**CONSIGNES DE L'EXERCICE**
**1)** Les affirmations suivantes sont-elles conformes au texte sur l'économie collaborative ? Répondez par oui ou par non à chacune et citez les mots exacts du texte qui tranchent.
(a) Uber compte 1 500 employés.
(b) Le rapport du Sénat prévoit 572 milliards d'euros de revenus pour l'économie collaborative en France en 2025.
(c) La plupart des logements sur Airbnb sont loués par des propriétaires qui ne possèdent qu'un seul bien.
**2)** Dans le texte sur l'économie collaborative, à quel terme le sharewashing est-il rapproché par analogie ?
**3)** Prolongez le texte sur l'économie collaborative à partir de sa dernière phrase.
---- EXTRAIT DU DOCUMENT
Uber vaut 40 milliards de dollars avec seulement 1 500 employés. Orange, pour une valorisation équivalente, en compte 100 000. Cette disparition saisissante entre création de valeur et emploi résume toute l’ambiguïté de l’économie du partage.
Selon un rapport du Sénat français, les prévisions pour 2025 annoncent 572 milliards d’euros de revenus pour l’économie collaborative en Europe. Derrière ces chiffres vertigineux se cache une question essentielle : ces plateformes incarnent-elles l’avènement d’une société plus solidaire et écologique, ou représentent-elles simplement la dernière mutation d’un capitalisme de plateforme particulièrement efficace ?
Cette interrogation mobilise aujourd’hui sociologues, économistes et citoyens. Car au-delà des discours marketing, ce sont nos rapports sociaux et notre conception du partage qui se transforment.
Table des matières
Le mythe du partage : quand la collaboration devient transaction
L’appropriation d’un vocabulaire émancipateur
L’économie collaborative devait révolutionner nos rapports sociaux. Les pionniers imaginaient une société où l’usage primerait sur la possession, où la convivialité l’emporterait sur la compétition, où nous mutualiserions nos ressources. Cette promesse visait explicitement à atténuer l’hyperconsommation tout en créant du lien communautaire.
Dans les faits, nous assistons aujourd’hui à ce que certains chercheurs nomment le « sharewashing » : l’appropriation du concept de partage sans qu’il y ait un quelconque échange authentique dans l’activité économique. L’exemple d’Airbnb illustre parfaitement ce glissement. 80 % des logements sur Airbnb sont loués par des propriétaires possédant plusieurs biens. Où se situe le partage dans cette équation ?
💡 DÉFINITION : Sharewashing
Stratégie marketing consistant à utiliser le vocabulaire du partage et de la collaboration pour des activités purement commerciales. Par analogie avec le greenwashing (écoblanchiment), ce terme dénonce l’instrumentalisation de l’idéal collaboratif à des fins lucratives.
--------
---- JEU DE DONNÉES
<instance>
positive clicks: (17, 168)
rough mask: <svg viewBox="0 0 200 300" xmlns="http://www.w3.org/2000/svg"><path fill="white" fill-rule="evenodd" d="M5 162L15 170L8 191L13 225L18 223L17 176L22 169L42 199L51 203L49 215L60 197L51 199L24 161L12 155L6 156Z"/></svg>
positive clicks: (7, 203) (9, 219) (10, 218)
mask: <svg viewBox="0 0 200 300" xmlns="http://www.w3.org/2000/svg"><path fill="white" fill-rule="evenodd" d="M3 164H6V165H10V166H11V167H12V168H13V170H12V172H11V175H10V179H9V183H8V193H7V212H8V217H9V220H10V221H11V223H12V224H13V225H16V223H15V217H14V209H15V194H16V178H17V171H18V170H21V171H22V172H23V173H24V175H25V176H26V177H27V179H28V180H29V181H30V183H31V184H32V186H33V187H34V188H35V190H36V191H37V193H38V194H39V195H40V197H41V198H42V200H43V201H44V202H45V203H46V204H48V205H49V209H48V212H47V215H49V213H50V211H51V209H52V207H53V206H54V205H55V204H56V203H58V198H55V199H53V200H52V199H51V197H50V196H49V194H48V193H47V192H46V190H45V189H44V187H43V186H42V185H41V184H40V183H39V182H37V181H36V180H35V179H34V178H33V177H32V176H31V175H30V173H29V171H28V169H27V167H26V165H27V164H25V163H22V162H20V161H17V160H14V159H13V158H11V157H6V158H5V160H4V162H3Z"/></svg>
--------
**RÉPONSES PAR CONSIGNE**
**1)**
(a) Oui : « Uber vaut 40 milliards de dollars avec seulement 1 500 employés. »
(b) Non : « les prévisions pour 2025 annoncent 572 milliards d’euros de revenus pour l’économie collaborative en Europe ».
(c) Non : « 80 % des logements sur Airbnb sont loués par des propriétaires possédant plusieurs biens. »

**2)** Au greenwashing (écoblanchiment).

**3)**
Du Couchsurfing à Uber : chronique d’une récupération
Le vocabulaire pose problème. Continuer d’employer l’expression « économie du partage » revient à faire appel à l’émotion initiale suscitée par des initiatives authentiques comme Couchsurfing.org, où aucun échange monétaire n’intervenait. L’appropriation de termes comme « partage », « collaboration » ou « communauté » par des multinationales valorisées en milliards révèle une stratégie redoutablement efficace.
Cette récupération sémantique n’est pas anodine. Elle permet aux plateformes de bénéficier de la légitimité associée aux pratiques solidaires tout en développant des modèles économiques radicalement différents. Le sociologue Juliet Schor parle à ce propos d’un « capitalisme de réputation » qui transforme la confiance communautaire en ressource extractible.
Les mécanismes du capitalisme de plateforme
L’exploitation masquée derrière l’autonomie
« Devenir son propre patron » : voilà le slogan séduisant des plateformes. Mais la réalité s’avère bien plus sombre. Aux États-Unis, les profits médians des chauffeurs Uber s’élèvent à 3,37 dollars de l’heure. Plus inquiétant encore : 74 % des chauffeurs gagnent moins que le salaire minimum en vigueur dans leur État, et 30 % perdent de l’argentune fois soustraites les dépenses d’entretien du véhicule.
Ces chiffres illustrent un phénomène global : l’externalisation systématique des coûts et des risques vers les travailleurs. Le chauffeur Uber finance son véhicule, son assurance, son carburant et sa protection sociale. Le loueur Airbnb nettoie, entretient et sécurise son logement. Pendant ce temps, les plateformes captent 15 à 20 % de chaque transaction sans assumer aucun des risques traditionnels de l’entrepreneuriat.
📊 CHIFFRE-CLÉ
Airbnb possède la capacité impressionnante de générer du profit en reportant quasiment tous les « risques économiques » sur les personnes qu’elle se contente — officiellement — de « mettre en relation ».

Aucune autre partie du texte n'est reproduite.